Problem to solve => Output all lines exactly, with nothing added or dropped.

Data to use =>
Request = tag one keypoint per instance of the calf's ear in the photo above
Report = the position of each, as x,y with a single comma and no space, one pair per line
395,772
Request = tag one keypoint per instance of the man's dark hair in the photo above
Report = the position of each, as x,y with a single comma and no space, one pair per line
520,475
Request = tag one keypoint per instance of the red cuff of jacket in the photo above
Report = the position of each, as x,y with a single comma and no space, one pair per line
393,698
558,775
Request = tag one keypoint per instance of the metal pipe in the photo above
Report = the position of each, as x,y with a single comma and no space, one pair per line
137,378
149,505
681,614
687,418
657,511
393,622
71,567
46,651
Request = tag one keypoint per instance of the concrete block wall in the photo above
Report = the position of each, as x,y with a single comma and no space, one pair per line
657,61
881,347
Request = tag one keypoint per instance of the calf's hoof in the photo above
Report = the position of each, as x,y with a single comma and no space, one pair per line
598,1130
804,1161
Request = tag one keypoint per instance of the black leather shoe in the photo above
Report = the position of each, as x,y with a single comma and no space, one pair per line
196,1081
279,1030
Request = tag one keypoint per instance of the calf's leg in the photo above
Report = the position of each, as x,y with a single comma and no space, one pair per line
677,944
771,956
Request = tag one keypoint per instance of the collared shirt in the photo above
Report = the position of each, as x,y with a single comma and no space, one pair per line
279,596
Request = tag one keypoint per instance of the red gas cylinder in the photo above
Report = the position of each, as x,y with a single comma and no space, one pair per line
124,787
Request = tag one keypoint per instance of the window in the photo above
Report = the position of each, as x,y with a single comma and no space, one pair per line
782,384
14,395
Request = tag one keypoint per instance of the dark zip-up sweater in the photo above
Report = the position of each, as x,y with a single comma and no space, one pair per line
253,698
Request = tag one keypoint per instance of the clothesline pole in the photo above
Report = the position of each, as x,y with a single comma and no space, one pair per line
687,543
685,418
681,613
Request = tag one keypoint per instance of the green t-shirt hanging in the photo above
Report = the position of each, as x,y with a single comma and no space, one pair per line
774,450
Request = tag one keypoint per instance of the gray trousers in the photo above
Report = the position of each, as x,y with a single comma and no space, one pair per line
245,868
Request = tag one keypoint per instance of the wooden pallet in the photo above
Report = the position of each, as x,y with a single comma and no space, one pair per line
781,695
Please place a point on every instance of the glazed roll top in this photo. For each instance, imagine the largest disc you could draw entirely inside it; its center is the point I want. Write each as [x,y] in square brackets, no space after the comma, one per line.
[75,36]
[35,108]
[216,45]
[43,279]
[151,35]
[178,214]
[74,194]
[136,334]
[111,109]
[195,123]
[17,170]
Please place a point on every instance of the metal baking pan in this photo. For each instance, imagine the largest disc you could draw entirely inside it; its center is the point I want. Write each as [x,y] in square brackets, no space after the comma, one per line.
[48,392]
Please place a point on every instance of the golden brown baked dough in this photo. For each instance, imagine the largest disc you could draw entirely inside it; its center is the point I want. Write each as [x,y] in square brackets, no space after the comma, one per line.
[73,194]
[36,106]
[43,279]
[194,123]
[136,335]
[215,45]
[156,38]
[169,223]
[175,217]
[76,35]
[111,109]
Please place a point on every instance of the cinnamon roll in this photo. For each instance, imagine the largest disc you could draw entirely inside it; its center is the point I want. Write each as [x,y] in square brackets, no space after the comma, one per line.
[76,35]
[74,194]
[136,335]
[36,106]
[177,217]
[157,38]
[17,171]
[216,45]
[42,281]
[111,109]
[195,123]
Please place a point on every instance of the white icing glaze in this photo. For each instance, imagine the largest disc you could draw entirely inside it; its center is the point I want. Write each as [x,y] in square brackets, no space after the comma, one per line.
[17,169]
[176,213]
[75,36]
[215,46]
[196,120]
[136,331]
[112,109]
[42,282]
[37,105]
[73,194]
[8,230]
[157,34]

Correct answer =>
Request = tag one keypoint per instance of the calf's ear in the photo above
Report = the position of each, as x,y with a single comma and no space, one pair per line
395,772
Request = tag one keypoint per instance of the man's dark hair in the photo above
Report = the position of each, as x,y with a single comma and no space, one pair per line
520,475
Request = tag one keypoint per instance of the red cuff of jacket in the photo above
Report = the position of each, as x,y with a single comma and no space, one pair per line
393,698
558,775
Request = tag one keypoint per instance of the metal pipe in the photo above
Report = the position of each, as x,y with a single comma and no space, one pair per line
137,378
149,505
681,614
687,418
657,511
393,622
71,567
46,651
Request = tag one keypoint per instance of the concrete block wall in the photo above
Report = the position of each, as x,y with a single comma and no space, one pair per line
657,61
881,347
Request = tag one keypoint per instance of the calf's hoof in the photo above
Report = the position of each, as x,y with a single comma and no space, one pair per line
598,1130
804,1161
Request = tag one keypoint per instance of the black leather shoe in the photo above
Report = the position of each, as x,y with a single comma and no space, one pair per line
196,1081
279,1030
Request = tag one keypoint per instance of the calf's leg in the photo above
Report = the position of each, as x,y with a single comma and no space, one pair per line
677,944
771,956
Request = tag one keypoint per instance of the collared shirt in the photo above
Report = the position of each, as x,y with a single comma and no space, one pair per line
279,596
Request = tag one keypoint per instance of the red gas cylinder in the photo above
Report = the position of each, as x,y with a single comma and no space, one pair per line
124,787
Request = tag one keypoint per instance of the window in the photo above
Report = the position of each, as x,y with a single comma and no space, one pair per line
782,384
14,395
Request = tag one keypoint per instance of the dark zip-up sweater in the photo above
Report = the position of each, as x,y with a single comma and no space, one pair per line
253,698
Request = tag one keypoint per instance of the clothesline pole in the photo above
Report = the position of each, as x,y with a single comma and no space, one pair per line
687,543
685,418
681,613
Request = tag one keypoint per instance of the green t-shirt hanging in the photo above
Report = the position of each, as x,y with a single comma and no space, one pair per line
774,450
Request = tag one keypoint per instance of the gray trousers in the photo above
Report = the position of each, as x,y with a single comma and no space, one pair per line
245,868
Request = tag one keypoint per instance of the wooden pallet in the photo above
Report = the position of each, as x,y with a single comma and no space, one pair per line
781,695
Please place a point on every instance of the glazed roll top in this photo. For each instance, imagine the largest disc you could draw entirely inside it; its center is the point I want. Write each as [x,y] in square brackets, no space after the comma, one per line.
[75,36]
[35,108]
[216,45]
[43,279]
[151,35]
[178,214]
[74,194]
[136,334]
[111,109]
[195,123]
[17,170]
Please place a point on every instance of the metal baking pan in this photo. For each instance, imagine the largest disc you could draw entirely inside it; its center is the point I want. Write each as [x,y] in square brackets, no space after the comma, one per line.
[48,392]
Please place a point on every instance of the golden brown baked dough in this photo. For each instance, imagine the largest disc you could draw entirely inside it; its center is the point I want. Write each as [x,y] in square brackets, no space after the comma, one per line.
[73,194]
[36,106]
[43,279]
[194,123]
[136,335]
[215,45]
[156,38]
[169,223]
[175,217]
[76,35]
[111,109]
Please place a point on every instance of the cinnamon roll in this photo. For each instance, imagine the largest disc you could draw entirely inside it; its center is the point I want. Write each as [x,y] in square brackets, no space after the comma, one per line.
[76,35]
[74,194]
[136,335]
[36,106]
[177,217]
[157,38]
[17,171]
[216,45]
[42,281]
[111,109]
[195,123]
Please place a point on every instance of the white icing glaze in this photo. For each instance, imagine the largest disc you could draw entirely inside it; its center is the point I want. Write each as [x,y] in square brackets, no space after the comma, one per line.
[17,169]
[176,213]
[75,36]
[215,46]
[196,120]
[136,331]
[112,109]
[42,282]
[37,105]
[73,194]
[8,230]
[157,34]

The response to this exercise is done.